> **Short exercise**: Edit the records from the line containing "Our team would appreciate it if you could outline the curved" through the end of the records by changing "table top" to "tabletop", keeping everything else the same, and return only those lines.

> **Task input**:
--------

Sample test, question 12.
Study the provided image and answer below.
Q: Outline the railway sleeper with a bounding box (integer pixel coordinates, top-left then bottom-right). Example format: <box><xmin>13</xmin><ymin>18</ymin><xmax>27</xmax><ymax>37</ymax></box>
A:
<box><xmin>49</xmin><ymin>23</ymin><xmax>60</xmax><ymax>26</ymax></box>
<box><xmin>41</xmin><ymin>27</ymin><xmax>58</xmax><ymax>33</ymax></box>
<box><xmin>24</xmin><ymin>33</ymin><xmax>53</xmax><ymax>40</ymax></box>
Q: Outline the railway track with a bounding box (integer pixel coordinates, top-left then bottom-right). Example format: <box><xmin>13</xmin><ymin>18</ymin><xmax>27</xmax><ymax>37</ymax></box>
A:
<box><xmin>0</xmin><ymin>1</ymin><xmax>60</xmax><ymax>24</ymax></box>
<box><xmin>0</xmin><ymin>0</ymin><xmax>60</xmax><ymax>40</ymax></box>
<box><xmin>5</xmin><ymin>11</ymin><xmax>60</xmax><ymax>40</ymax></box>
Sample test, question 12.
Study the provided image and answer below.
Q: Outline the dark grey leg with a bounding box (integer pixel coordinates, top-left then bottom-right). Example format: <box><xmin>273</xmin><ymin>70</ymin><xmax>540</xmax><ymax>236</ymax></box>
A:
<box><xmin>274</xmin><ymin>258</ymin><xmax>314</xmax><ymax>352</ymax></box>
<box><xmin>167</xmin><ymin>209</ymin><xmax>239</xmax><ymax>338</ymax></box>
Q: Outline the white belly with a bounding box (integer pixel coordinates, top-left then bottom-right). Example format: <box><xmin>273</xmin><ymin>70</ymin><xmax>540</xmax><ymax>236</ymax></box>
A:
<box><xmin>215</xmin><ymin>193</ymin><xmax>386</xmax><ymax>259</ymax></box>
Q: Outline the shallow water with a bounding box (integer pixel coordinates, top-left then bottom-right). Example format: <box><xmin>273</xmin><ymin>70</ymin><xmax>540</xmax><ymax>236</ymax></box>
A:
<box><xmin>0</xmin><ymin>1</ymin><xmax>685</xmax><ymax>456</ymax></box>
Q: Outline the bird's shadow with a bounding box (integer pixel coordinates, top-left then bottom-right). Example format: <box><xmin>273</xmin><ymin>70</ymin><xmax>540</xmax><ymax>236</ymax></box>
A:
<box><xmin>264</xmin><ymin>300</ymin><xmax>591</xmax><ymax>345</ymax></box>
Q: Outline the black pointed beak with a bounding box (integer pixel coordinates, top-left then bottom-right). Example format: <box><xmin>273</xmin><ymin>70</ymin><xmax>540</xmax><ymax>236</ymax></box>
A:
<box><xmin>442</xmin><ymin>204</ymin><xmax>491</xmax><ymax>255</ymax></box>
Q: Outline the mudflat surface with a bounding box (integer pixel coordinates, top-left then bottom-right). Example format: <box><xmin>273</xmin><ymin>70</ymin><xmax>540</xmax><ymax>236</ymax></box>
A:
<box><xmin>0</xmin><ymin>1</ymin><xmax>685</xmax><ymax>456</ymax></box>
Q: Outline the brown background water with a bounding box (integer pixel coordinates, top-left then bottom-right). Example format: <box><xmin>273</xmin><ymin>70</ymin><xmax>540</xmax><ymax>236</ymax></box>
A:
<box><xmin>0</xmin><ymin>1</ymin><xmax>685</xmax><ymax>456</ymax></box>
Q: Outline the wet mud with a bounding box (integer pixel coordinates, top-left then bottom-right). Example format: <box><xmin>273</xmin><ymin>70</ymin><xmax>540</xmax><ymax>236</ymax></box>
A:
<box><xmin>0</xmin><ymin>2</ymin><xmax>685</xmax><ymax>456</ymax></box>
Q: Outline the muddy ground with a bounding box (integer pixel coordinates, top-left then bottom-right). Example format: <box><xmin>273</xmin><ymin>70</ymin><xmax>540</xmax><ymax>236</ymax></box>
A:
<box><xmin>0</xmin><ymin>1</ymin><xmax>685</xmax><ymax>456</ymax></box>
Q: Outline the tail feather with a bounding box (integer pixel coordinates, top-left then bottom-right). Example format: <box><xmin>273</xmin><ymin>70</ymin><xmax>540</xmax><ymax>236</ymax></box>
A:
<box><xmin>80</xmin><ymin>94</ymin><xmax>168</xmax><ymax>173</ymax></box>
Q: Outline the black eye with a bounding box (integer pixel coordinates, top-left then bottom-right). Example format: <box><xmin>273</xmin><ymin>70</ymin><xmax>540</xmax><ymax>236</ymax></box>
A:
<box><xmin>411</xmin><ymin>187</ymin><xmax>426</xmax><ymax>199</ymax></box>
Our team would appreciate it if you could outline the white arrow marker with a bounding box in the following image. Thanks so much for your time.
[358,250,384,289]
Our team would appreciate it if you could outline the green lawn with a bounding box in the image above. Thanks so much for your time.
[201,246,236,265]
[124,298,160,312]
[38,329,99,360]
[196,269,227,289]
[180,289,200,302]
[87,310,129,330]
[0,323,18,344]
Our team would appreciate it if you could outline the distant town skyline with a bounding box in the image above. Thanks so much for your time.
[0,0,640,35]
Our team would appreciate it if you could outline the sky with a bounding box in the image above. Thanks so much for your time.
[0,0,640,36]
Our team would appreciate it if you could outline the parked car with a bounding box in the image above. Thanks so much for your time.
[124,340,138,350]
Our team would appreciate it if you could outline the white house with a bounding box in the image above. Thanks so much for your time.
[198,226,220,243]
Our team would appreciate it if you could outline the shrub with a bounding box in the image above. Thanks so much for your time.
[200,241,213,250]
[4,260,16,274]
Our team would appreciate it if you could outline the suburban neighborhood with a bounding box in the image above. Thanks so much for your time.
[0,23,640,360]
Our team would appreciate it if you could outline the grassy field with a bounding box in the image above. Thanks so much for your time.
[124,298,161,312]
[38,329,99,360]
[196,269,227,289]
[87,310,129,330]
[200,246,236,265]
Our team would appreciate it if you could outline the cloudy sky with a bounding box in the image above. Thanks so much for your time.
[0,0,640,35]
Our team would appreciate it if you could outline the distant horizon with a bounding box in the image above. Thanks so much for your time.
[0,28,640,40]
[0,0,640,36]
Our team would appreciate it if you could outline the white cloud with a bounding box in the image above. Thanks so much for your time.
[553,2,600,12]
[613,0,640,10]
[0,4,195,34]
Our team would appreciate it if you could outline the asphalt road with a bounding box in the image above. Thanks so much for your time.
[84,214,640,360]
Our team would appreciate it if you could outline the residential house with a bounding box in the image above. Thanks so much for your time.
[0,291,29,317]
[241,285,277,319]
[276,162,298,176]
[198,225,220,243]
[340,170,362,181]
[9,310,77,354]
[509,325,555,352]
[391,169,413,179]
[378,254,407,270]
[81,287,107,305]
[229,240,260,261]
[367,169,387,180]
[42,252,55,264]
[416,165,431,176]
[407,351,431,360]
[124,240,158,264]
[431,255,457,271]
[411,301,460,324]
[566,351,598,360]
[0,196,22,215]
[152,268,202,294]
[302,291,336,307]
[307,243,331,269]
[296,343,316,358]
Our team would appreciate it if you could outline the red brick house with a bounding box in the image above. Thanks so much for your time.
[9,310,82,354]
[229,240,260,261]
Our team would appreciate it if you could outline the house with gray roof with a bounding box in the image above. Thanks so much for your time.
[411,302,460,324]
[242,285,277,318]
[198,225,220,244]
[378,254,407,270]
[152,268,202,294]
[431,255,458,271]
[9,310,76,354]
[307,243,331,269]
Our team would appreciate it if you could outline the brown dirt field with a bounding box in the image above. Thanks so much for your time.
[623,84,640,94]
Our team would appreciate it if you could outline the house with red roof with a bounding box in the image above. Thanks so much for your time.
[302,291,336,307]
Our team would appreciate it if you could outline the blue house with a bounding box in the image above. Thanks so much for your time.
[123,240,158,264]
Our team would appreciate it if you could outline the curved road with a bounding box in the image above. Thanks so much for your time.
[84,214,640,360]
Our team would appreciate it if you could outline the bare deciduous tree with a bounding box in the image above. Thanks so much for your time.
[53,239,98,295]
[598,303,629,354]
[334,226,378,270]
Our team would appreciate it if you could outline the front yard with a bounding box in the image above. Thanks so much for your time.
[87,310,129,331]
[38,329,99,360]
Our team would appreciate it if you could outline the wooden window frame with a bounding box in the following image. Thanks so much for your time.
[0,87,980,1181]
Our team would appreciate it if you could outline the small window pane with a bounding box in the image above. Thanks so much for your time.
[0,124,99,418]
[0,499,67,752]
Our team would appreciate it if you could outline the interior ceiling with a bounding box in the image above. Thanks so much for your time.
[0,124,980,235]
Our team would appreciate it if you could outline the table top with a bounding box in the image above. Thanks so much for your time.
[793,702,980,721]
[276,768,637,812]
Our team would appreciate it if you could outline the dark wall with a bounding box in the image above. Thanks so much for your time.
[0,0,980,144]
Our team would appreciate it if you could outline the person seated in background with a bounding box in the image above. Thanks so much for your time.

--------

> **The result**:
Our team would appreciate it if you could outline the curved road with a bounding box in the image above. Thanks so much for your time.
[84,214,640,360]
Our team would appreciate it if you could outline the bare deciduous tree with a bounding box in the image above. Thanks so much for your time.
[53,239,98,295]
[598,303,629,354]
[334,226,378,270]
Our team would appreciate it if you could outline the front yard with a bounding box in the image above. Thanks so much for your time.
[87,310,129,331]
[38,329,99,360]
Our team would appreciate it if you could outline the wooden window frame with a bounding box in the following image. Thanks so much for your time.
[0,87,980,1181]
Our team would appreciate it if you could outline the small window pane with a bounding box in the image above. Thanks so much for your time.
[0,124,99,418]
[0,499,67,752]
Our team would appreciate it if you could outline the interior ceiling with a bounding box in the image above. Thanks so much for your time.
[0,124,980,235]
Our team would appreciate it if you could outline the tabletop with a bounding box in the image above. Thanks so much for your time.
[793,702,980,721]
[276,768,637,812]
Our team would appreciate it if you could outline the dark wall with a bounding box in the image above. Thanks so much for your time.
[0,0,980,144]
Our team would appreciate it if you could outline the person seated in background with a bounding box in the image above. Thanks so much for your time.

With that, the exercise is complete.